* SUPPLIED ENTRIES *
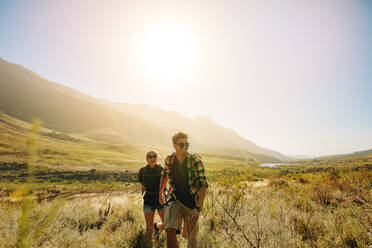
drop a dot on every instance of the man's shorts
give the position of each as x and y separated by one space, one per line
151 208
175 213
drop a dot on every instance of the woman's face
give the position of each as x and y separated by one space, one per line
152 158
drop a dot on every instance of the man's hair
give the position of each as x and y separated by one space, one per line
179 135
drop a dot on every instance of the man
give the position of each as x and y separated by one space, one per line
188 186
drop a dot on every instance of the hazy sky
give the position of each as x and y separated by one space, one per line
291 75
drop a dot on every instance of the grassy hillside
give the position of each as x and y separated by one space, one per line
102 150
215 136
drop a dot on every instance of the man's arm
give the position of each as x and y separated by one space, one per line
202 194
163 183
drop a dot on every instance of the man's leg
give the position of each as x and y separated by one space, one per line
149 218
173 222
172 238
161 214
192 239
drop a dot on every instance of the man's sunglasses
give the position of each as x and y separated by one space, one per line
183 144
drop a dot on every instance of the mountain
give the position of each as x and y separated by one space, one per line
216 136
25 95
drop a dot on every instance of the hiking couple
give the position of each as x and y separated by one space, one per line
186 175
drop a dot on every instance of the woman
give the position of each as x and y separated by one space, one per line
149 177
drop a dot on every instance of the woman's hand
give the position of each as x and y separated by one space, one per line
161 198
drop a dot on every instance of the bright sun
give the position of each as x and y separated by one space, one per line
168 53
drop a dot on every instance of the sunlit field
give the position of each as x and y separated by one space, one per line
61 191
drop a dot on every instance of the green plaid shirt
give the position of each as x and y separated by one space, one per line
195 168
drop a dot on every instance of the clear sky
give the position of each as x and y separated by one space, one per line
292 75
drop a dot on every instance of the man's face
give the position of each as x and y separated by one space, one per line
151 158
181 146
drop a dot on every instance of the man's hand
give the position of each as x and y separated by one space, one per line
194 216
161 198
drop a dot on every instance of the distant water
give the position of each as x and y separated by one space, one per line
272 165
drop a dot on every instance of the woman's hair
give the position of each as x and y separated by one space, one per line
179 135
148 153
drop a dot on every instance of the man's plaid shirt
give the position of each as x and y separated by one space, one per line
196 171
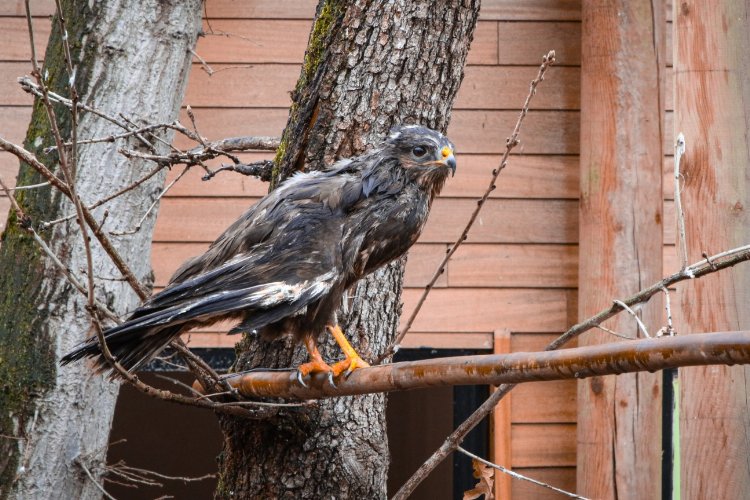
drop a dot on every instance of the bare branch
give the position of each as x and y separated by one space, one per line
510 143
641 326
722 260
679 150
211 150
32 88
262 169
516 475
615 358
93 480
151 207
24 222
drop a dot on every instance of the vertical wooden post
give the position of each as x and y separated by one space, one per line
619 425
501 430
712 109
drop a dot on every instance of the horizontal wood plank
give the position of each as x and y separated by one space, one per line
488 309
15 35
543 266
563 478
543 132
506 87
483 49
543 445
491 10
37 7
536 10
545 402
253 41
268 85
525 176
526 42
218 124
473 132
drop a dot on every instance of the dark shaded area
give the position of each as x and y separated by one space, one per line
178 440
163 437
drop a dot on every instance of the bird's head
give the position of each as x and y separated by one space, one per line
422 149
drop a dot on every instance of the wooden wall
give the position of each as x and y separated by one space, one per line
518 269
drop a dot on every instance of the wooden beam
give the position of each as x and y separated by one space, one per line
501 426
619 449
712 109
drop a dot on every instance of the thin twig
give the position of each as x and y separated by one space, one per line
93 480
212 150
24 222
679 150
109 198
641 326
117 259
669 330
32 88
203 62
612 332
510 143
29 187
262 169
151 207
516 475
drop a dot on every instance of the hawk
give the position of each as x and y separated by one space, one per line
284 265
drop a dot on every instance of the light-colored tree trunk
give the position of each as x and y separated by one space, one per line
369 66
622 66
132 57
712 109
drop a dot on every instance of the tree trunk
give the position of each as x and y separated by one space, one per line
619 417
712 109
368 66
133 58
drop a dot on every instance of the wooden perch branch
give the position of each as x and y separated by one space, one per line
650 354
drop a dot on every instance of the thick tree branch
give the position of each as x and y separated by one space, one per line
709 265
650 354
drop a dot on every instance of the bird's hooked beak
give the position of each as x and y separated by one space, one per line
448 159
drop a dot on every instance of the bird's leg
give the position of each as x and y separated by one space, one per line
353 361
316 363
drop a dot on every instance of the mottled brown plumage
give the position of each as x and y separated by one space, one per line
283 267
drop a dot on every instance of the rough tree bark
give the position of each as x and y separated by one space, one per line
132 57
368 66
618 451
712 109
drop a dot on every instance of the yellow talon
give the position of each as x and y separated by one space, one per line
353 361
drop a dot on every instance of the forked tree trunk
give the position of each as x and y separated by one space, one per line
368 66
132 57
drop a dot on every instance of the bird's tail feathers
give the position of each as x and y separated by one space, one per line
131 348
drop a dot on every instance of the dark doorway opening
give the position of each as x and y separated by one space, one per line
183 441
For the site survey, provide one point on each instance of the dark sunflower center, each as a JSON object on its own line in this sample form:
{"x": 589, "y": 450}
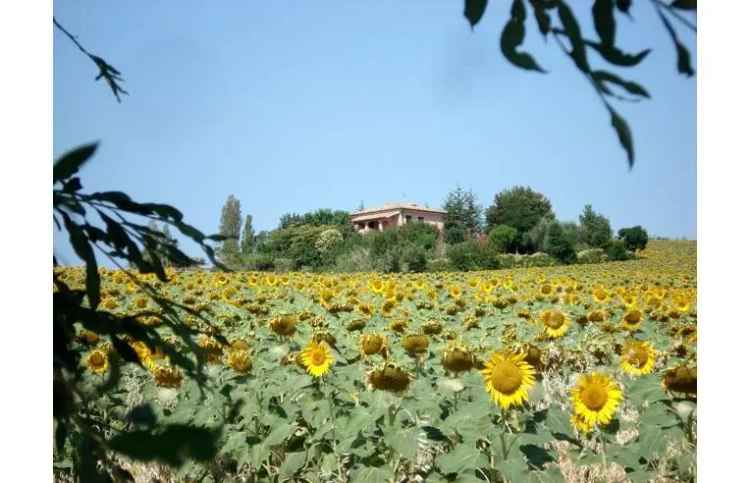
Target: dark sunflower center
{"x": 633, "y": 317}
{"x": 555, "y": 320}
{"x": 506, "y": 377}
{"x": 318, "y": 357}
{"x": 97, "y": 360}
{"x": 594, "y": 397}
{"x": 638, "y": 357}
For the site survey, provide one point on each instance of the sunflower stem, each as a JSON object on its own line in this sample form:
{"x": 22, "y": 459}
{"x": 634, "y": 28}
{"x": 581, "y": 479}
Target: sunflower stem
{"x": 604, "y": 450}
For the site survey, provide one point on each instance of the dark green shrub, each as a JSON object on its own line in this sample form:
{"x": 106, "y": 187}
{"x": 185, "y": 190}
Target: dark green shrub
{"x": 455, "y": 234}
{"x": 558, "y": 245}
{"x": 471, "y": 255}
{"x": 414, "y": 259}
{"x": 618, "y": 251}
{"x": 502, "y": 238}
{"x": 635, "y": 238}
{"x": 439, "y": 265}
{"x": 593, "y": 255}
{"x": 259, "y": 262}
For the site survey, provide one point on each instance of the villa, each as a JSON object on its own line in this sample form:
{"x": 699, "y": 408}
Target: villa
{"x": 396, "y": 214}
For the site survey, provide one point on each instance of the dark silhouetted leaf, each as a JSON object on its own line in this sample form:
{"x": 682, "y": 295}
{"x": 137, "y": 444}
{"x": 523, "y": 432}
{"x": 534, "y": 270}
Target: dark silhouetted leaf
{"x": 615, "y": 56}
{"x": 513, "y": 35}
{"x": 164, "y": 211}
{"x": 71, "y": 162}
{"x": 573, "y": 31}
{"x": 604, "y": 21}
{"x": 473, "y": 11}
{"x": 125, "y": 351}
{"x": 542, "y": 17}
{"x": 623, "y": 134}
{"x": 632, "y": 87}
{"x": 72, "y": 185}
{"x": 683, "y": 54}
{"x": 143, "y": 415}
{"x": 61, "y": 433}
{"x": 84, "y": 251}
{"x": 624, "y": 6}
{"x": 685, "y": 4}
{"x": 171, "y": 445}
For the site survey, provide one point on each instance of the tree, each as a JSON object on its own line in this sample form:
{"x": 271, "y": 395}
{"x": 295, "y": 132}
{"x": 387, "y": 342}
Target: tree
{"x": 568, "y": 32}
{"x": 518, "y": 207}
{"x": 248, "y": 236}
{"x": 289, "y": 219}
{"x": 230, "y": 228}
{"x": 635, "y": 238}
{"x": 558, "y": 245}
{"x": 595, "y": 229}
{"x": 463, "y": 212}
{"x": 502, "y": 238}
{"x": 328, "y": 240}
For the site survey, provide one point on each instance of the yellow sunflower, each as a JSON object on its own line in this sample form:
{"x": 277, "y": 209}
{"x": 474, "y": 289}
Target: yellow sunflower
{"x": 580, "y": 423}
{"x": 556, "y": 323}
{"x": 370, "y": 344}
{"x": 317, "y": 358}
{"x": 457, "y": 358}
{"x": 389, "y": 378}
{"x": 595, "y": 398}
{"x": 415, "y": 343}
{"x": 97, "y": 361}
{"x": 239, "y": 360}
{"x": 508, "y": 378}
{"x": 632, "y": 320}
{"x": 638, "y": 358}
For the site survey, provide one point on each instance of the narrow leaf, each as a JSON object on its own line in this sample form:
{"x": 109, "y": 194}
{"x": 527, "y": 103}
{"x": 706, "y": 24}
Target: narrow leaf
{"x": 83, "y": 249}
{"x": 473, "y": 11}
{"x": 513, "y": 35}
{"x": 683, "y": 54}
{"x": 630, "y": 86}
{"x": 624, "y": 6}
{"x": 615, "y": 56}
{"x": 604, "y": 21}
{"x": 623, "y": 134}
{"x": 71, "y": 162}
{"x": 685, "y": 4}
{"x": 570, "y": 24}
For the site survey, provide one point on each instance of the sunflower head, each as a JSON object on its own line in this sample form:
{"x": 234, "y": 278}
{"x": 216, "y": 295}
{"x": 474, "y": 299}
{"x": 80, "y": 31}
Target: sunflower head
{"x": 284, "y": 325}
{"x": 239, "y": 360}
{"x": 457, "y": 358}
{"x": 97, "y": 361}
{"x": 637, "y": 358}
{"x": 415, "y": 343}
{"x": 508, "y": 378}
{"x": 556, "y": 323}
{"x": 433, "y": 327}
{"x": 165, "y": 375}
{"x": 632, "y": 320}
{"x": 390, "y": 377}
{"x": 580, "y": 423}
{"x": 356, "y": 324}
{"x": 533, "y": 356}
{"x": 595, "y": 398}
{"x": 399, "y": 326}
{"x": 370, "y": 344}
{"x": 317, "y": 358}
{"x": 681, "y": 379}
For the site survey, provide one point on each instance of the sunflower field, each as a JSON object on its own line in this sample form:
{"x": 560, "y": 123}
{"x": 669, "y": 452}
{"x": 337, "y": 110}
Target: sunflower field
{"x": 567, "y": 373}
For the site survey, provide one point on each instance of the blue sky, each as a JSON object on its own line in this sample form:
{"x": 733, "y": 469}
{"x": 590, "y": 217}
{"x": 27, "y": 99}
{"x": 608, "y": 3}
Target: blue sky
{"x": 294, "y": 106}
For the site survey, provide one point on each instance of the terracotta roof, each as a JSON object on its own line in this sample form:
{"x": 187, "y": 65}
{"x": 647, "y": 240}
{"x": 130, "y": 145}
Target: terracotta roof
{"x": 362, "y": 216}
{"x": 398, "y": 206}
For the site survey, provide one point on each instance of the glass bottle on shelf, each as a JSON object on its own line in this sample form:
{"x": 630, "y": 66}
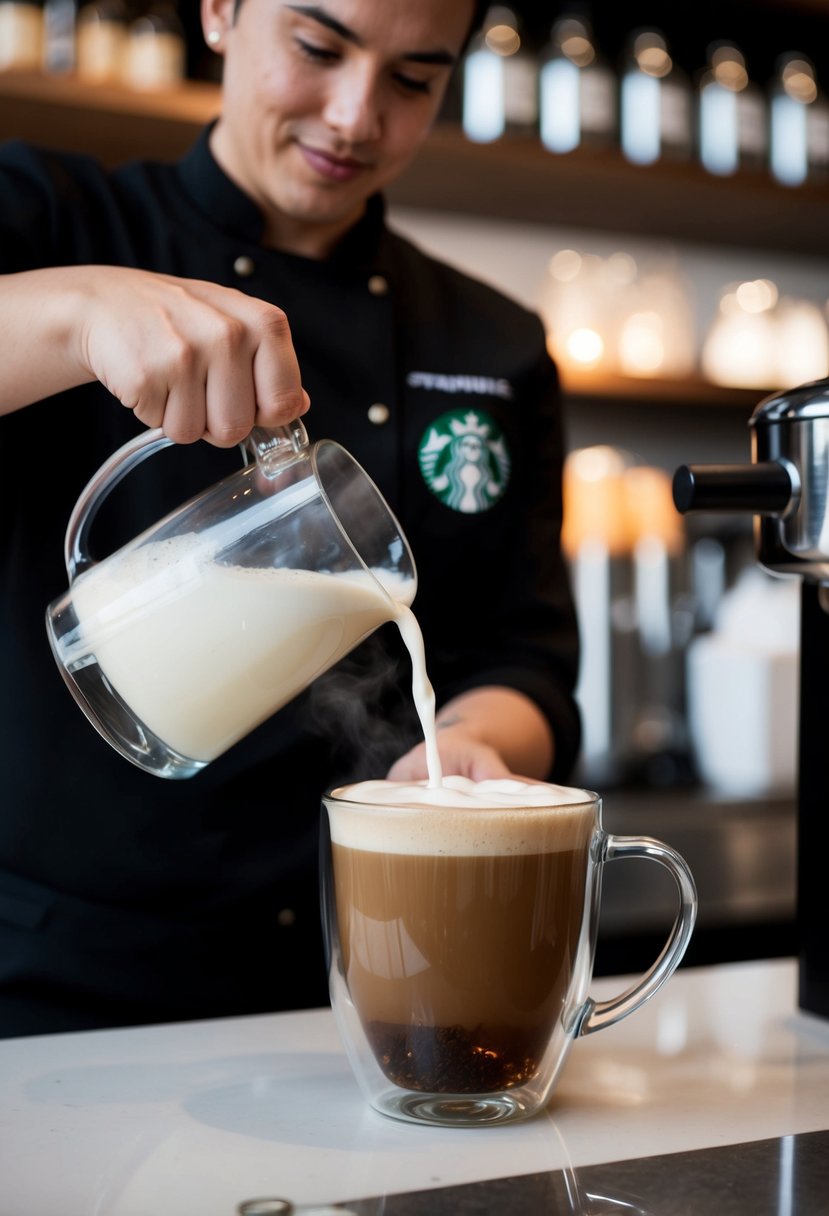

* PROBLEM TO WORK ON *
Everything in the material above from the line that has "drop a dot on every instance of the man's leg" through the line that has "drop a dot on every instance of the hiking" must be duplicated exactly, with no other lines given.

* RESPONSE TO THIS TASK *
drop a dot on every instance of the man's leg
give the position of each as x and y separated by one space, one per line
149 218
173 222
172 238
161 214
192 239
drop a dot on every instance of the man's sunglasses
give the position of each as x and y separated by one space, one per line
183 144
drop a dot on every instance of the mountain
give the position of each as x and y separated by one space, one per line
216 136
25 95
drop a dot on every instance of the hiking couple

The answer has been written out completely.